Per gli appassionati di tv e serie di più lunga data è lui il vero divo della manifestazione: Kelsey Grammer, straordinario interprete di Frasier e Cin cin passato da re della commedia alla durezza di Boss, dramma politico targato Starz da domani in onda su Rai 3 per cui ha vinto il Golden Globe. Oltre a presenziare alla presentazione del pilot della serie, diretto da Gus Van Sant, Grammer ha incontrato il pubblico in una mastercass molto bella in cui ha raccontato l’evoluzione e la nascita della serie.
“Shakespeare è stata la principale fonte d’ispirazione per Boss, volevamo con il creatore Farhad Safinia creare una versione contemporanea di King Lear e quel genere di tragedie in cui il personaggio parte dal basso per trovare la propria umanità perduta, prima di morire, possibilmente. E poi, visto che il protagonista si chiama Kane, abbiamo omaggiato il Citizen Kane di Welles, con tanto di Rosebud“. Grammer, che come produttore della serie ha scelto Van Sant per il modo semplice e istintivo di girare e perchè il regista aveva voglia di lavorare in tv: “scrittori e registi di un certo tipo lavorano spesso in tv perché c’è più libertà. Nel cinema devi per forza guadagnare e sei fai un film a basso budget lo vedono pochissimo persone, per cui tutto è un rischio. Quindi se vuoi raccontare una storia da meno di un milione di dollari, il tuo posto è la tv”.

Cosa fare: Modifica il brano su Kelsey Grammer e Boss da "Per gli appassionati" a "nascita della serie.", sostituendo "Rai 3" con "Rai 4". L'elenco proviene da un'altra fonte.

[Dati di puntamento su oggetti nelle foto]

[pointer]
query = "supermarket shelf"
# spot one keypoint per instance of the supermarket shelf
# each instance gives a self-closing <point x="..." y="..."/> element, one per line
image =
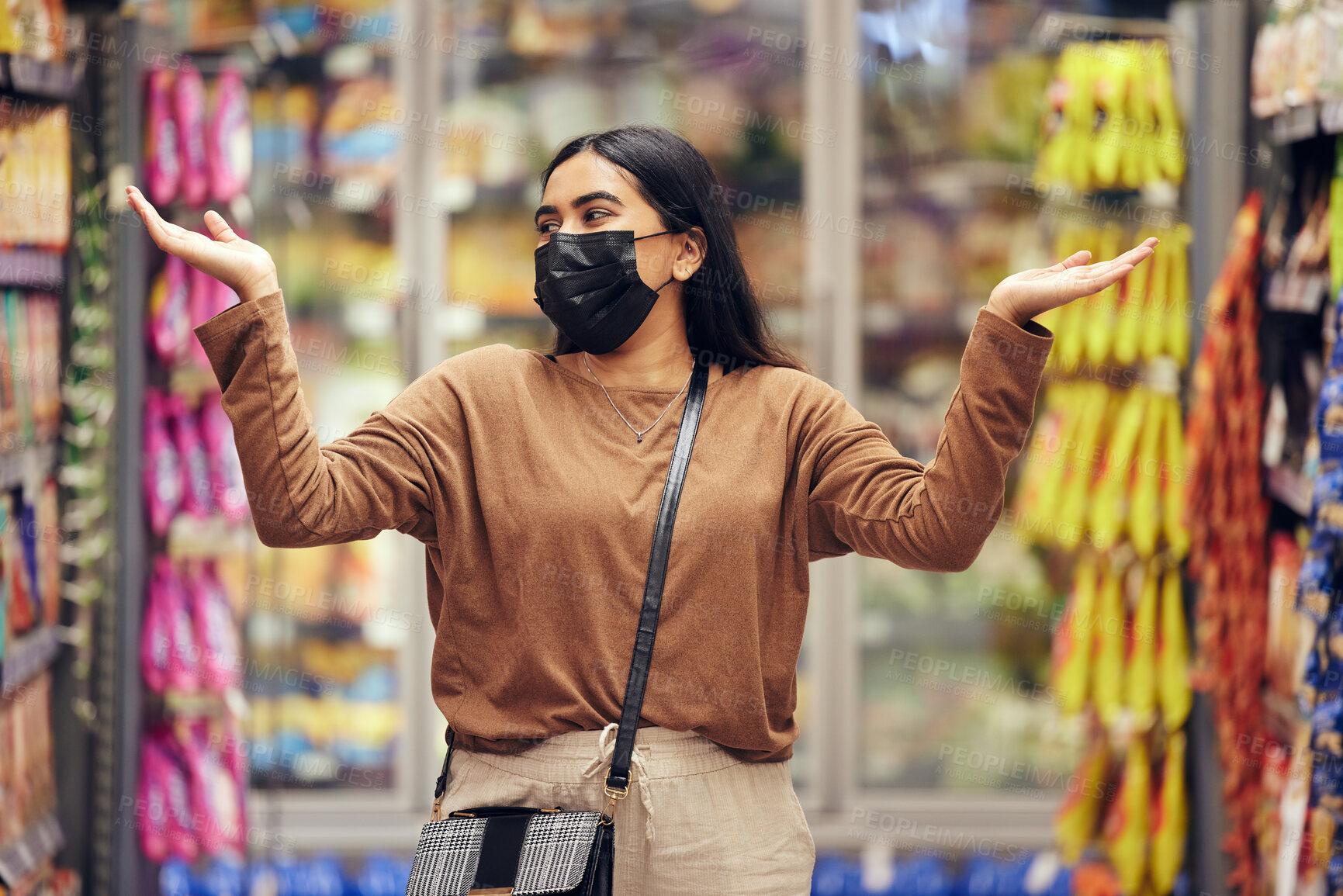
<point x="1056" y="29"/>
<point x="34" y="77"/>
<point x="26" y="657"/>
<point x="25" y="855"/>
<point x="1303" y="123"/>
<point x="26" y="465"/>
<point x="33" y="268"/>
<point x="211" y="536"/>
...
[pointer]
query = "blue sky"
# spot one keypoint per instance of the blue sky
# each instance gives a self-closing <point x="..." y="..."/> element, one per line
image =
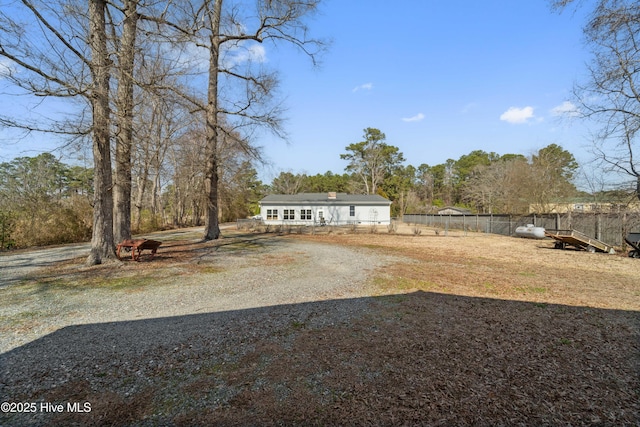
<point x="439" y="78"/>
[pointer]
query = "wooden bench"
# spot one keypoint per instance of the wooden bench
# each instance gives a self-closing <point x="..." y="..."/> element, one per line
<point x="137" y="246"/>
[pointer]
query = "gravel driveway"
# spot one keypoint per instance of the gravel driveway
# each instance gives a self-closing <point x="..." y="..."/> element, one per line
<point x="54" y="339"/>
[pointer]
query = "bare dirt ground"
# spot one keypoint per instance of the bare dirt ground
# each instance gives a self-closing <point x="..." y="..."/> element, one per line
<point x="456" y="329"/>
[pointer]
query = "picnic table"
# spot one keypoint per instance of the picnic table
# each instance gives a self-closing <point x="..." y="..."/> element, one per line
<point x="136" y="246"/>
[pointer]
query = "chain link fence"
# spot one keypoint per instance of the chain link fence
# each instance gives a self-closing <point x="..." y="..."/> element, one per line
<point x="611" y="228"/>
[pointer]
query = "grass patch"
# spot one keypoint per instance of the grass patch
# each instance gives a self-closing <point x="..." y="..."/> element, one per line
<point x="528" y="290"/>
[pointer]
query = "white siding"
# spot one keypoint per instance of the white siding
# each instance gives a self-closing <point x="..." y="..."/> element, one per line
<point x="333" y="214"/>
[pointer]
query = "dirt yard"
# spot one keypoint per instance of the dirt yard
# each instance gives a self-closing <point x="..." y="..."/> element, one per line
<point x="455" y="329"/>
==
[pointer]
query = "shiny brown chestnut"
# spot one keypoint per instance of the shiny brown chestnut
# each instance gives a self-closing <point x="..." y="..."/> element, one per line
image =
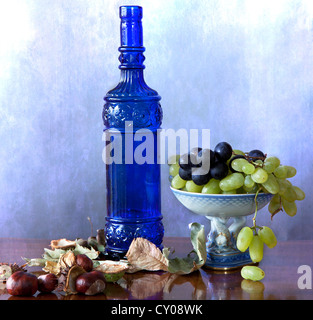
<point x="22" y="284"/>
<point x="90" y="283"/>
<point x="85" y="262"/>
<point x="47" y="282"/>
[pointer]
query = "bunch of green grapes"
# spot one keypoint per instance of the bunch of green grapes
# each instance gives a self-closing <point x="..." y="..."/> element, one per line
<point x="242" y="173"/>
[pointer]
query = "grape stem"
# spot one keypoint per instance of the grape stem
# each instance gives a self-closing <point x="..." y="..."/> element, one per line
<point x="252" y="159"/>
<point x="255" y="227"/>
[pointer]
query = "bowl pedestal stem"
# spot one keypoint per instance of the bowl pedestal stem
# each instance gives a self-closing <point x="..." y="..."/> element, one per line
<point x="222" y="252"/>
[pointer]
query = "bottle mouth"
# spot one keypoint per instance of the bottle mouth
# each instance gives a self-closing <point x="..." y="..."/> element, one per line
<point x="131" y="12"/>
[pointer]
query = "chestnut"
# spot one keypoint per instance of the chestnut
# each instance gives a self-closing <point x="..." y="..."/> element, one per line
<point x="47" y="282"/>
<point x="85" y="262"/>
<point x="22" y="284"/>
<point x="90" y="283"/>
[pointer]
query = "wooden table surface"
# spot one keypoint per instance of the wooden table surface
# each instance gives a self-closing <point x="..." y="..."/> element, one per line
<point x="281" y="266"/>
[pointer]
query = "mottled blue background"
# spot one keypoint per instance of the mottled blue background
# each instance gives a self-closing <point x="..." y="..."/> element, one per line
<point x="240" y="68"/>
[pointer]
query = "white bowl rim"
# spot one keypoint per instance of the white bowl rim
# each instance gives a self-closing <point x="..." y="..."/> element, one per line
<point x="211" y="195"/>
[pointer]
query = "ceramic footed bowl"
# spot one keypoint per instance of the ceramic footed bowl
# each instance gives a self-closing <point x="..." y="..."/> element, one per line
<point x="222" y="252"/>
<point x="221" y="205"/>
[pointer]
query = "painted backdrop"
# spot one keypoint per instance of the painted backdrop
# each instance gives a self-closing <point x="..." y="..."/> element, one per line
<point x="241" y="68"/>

Soluzione esercizio:
Per gli appassionati di tv e serie di più lunga data è lui il vero divo della manifestazione: Kelsey Grammer, straordinario interprete di Frasier e Cin cin passato da re della commedia alla durezza di Boss, dramma politico targato Starz da domani in onda su Rai 4 per cui ha vinto il Golden Globe. Oltre a presenziare alla presentazione del pilot della serie, diretto da Gus Van Sant, Grammer ha incontrato il pubblico in una mastercass molto bella in cui ha raccontato l’evoluzione e la nascita della serie.